SET PROBLEM: Extract the lines from the one containing "Target: black frying pan" through the last line of the entries, both ends included, and reproduce them verbatim. Omit the pictures from your answer.
::::
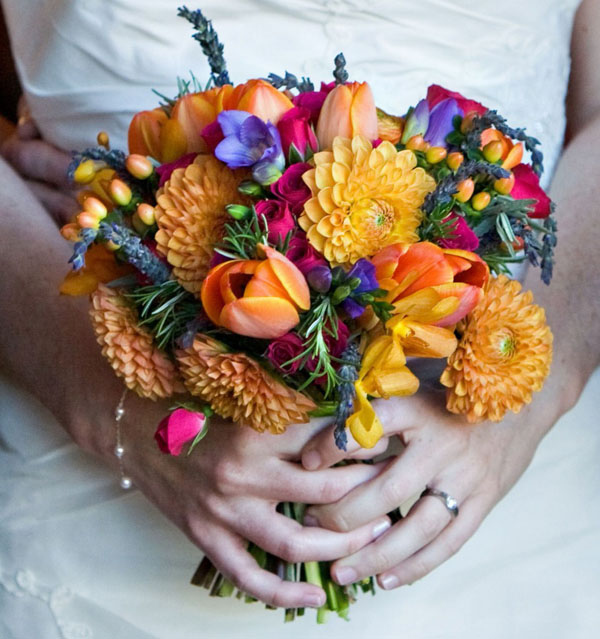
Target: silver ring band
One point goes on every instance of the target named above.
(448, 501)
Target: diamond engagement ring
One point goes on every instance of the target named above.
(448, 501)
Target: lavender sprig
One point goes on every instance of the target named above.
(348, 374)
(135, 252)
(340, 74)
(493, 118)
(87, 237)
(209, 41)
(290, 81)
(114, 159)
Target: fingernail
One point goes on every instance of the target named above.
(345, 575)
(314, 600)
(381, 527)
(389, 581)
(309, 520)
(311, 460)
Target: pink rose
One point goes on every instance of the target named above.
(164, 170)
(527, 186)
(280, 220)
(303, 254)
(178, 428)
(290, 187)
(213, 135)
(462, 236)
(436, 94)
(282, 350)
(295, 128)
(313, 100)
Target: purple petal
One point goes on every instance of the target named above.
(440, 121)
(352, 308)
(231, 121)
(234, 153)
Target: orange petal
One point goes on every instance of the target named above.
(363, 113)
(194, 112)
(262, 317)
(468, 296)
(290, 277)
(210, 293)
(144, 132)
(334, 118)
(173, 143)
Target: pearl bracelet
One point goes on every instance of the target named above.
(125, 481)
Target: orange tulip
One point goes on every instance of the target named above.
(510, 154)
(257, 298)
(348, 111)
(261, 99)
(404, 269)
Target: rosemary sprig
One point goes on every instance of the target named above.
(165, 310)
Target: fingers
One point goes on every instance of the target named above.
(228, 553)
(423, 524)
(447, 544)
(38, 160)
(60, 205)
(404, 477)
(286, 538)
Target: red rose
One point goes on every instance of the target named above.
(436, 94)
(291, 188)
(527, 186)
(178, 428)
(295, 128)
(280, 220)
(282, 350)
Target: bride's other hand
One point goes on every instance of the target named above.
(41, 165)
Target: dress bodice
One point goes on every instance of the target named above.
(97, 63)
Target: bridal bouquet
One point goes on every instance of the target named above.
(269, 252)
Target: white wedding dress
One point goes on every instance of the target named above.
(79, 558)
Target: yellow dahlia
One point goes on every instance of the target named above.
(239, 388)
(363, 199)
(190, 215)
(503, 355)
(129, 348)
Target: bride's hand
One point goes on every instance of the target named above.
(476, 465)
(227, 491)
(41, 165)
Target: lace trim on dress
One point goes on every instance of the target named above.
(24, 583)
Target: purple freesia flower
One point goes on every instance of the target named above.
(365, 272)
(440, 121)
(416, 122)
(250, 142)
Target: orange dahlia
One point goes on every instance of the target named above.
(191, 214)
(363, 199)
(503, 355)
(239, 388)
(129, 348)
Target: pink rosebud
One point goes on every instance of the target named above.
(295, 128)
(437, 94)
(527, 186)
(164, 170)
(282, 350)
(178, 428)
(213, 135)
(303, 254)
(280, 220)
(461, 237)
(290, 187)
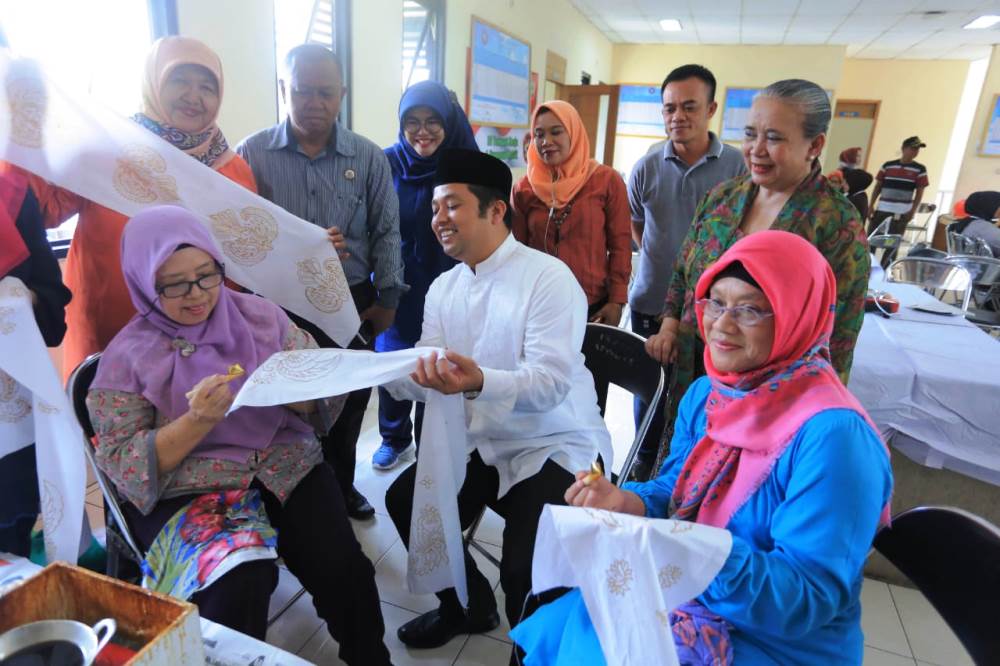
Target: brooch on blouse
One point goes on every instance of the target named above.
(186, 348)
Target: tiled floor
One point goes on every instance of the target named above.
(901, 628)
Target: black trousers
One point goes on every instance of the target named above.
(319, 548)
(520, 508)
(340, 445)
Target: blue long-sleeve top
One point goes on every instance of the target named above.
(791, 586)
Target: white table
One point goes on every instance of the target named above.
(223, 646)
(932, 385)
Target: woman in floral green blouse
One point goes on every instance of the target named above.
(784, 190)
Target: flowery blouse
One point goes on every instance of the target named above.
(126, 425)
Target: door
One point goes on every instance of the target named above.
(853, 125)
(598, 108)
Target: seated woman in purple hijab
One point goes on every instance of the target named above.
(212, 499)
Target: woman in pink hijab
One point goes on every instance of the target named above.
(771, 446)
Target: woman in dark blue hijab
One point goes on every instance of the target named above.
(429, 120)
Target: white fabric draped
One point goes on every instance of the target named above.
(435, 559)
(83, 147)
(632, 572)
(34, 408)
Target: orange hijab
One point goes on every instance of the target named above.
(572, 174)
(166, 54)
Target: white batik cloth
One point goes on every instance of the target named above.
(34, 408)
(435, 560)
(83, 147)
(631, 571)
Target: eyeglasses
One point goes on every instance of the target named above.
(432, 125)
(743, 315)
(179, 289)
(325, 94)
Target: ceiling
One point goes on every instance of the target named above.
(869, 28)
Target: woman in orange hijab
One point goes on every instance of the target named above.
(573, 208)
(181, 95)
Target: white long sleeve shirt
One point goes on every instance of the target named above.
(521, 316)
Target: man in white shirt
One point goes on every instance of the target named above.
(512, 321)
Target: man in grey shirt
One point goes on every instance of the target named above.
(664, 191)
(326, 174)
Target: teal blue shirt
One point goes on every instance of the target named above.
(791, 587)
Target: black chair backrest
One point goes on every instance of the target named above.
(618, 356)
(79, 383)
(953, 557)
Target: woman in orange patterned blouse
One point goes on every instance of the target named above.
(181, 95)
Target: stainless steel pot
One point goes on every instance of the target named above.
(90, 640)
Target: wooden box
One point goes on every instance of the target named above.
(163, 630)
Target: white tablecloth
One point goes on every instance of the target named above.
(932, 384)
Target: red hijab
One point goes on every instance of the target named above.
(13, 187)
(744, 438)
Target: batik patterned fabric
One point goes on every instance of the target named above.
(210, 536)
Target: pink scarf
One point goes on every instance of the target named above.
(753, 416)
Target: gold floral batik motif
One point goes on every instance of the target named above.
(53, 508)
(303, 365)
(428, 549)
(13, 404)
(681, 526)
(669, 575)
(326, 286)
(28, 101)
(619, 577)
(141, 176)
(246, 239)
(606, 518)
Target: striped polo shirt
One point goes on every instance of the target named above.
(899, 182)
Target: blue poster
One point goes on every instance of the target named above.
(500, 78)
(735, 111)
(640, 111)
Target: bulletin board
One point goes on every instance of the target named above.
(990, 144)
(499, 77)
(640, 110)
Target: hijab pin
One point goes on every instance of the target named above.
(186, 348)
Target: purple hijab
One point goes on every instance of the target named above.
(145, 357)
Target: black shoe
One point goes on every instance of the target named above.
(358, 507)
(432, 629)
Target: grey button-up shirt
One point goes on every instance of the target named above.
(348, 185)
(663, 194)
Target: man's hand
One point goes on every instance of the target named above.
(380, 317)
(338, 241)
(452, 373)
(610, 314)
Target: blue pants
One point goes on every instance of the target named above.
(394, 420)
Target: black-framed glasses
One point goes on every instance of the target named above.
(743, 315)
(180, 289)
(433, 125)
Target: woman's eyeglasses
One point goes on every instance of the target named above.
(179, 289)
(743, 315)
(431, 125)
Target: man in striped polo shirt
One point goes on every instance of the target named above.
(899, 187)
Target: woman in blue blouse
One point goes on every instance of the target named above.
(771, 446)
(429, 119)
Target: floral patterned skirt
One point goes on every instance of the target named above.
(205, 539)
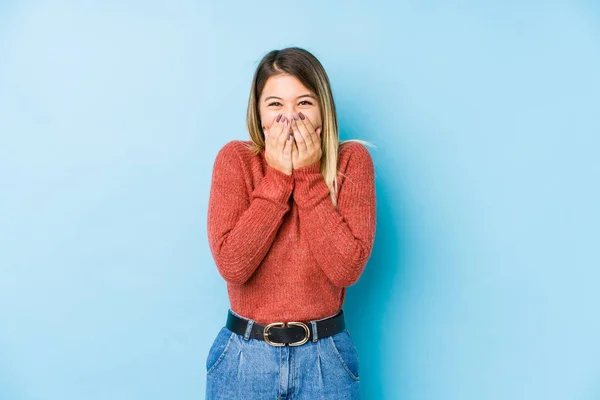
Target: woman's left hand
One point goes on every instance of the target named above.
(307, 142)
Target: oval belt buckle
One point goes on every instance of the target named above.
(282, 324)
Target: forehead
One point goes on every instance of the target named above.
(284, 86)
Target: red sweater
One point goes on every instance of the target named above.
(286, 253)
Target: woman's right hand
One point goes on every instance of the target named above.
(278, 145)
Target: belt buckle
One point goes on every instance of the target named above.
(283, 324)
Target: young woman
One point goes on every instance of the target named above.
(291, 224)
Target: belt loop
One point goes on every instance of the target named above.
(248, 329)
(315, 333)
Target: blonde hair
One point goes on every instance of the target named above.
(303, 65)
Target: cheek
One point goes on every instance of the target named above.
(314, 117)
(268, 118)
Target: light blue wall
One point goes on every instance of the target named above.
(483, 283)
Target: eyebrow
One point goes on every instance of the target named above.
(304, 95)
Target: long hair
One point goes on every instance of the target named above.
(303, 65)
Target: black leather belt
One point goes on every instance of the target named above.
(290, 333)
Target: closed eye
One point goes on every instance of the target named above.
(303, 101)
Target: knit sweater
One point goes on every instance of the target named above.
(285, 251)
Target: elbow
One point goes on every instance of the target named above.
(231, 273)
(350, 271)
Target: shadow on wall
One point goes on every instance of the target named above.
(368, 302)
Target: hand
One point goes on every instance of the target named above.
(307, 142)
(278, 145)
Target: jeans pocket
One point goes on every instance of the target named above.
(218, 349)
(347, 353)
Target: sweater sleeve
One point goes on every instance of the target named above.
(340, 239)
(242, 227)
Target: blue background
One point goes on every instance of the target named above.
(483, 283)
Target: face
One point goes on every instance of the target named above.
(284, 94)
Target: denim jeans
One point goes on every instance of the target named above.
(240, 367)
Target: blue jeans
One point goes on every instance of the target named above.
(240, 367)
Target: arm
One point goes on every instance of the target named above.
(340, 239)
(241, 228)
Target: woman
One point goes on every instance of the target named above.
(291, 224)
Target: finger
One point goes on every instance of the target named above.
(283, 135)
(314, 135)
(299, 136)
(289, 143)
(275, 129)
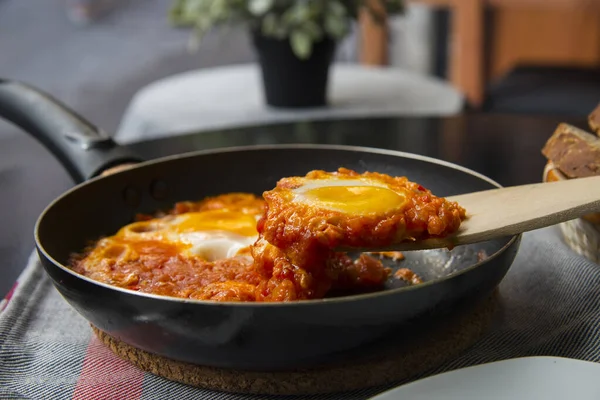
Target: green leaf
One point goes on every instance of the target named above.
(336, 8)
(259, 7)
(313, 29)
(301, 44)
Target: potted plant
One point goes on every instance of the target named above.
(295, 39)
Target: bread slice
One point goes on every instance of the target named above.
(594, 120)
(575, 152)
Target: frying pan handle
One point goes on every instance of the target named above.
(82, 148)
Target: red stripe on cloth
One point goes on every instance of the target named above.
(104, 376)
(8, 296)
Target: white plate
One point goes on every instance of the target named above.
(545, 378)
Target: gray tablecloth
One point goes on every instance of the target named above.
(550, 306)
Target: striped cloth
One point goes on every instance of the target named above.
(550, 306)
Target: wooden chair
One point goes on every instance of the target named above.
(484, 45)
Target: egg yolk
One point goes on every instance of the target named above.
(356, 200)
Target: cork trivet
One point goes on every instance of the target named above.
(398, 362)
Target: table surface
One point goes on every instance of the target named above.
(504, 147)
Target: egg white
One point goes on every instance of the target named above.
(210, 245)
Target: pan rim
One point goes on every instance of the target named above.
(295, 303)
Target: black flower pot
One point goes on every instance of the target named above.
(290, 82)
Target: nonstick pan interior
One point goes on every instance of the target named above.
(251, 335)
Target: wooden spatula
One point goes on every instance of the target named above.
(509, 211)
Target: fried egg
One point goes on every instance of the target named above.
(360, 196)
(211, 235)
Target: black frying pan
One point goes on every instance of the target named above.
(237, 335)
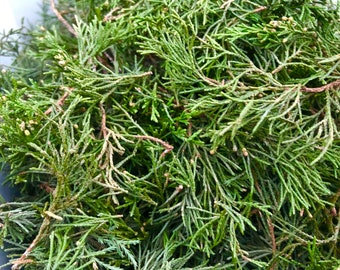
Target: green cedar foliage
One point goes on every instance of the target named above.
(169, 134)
::::
ANSWER IN FULL:
Target: black frying pan
One point goes on every instance of the target named above.
(237, 335)
Target: green cedar foliage
One point goes on every instance of the target named above.
(169, 134)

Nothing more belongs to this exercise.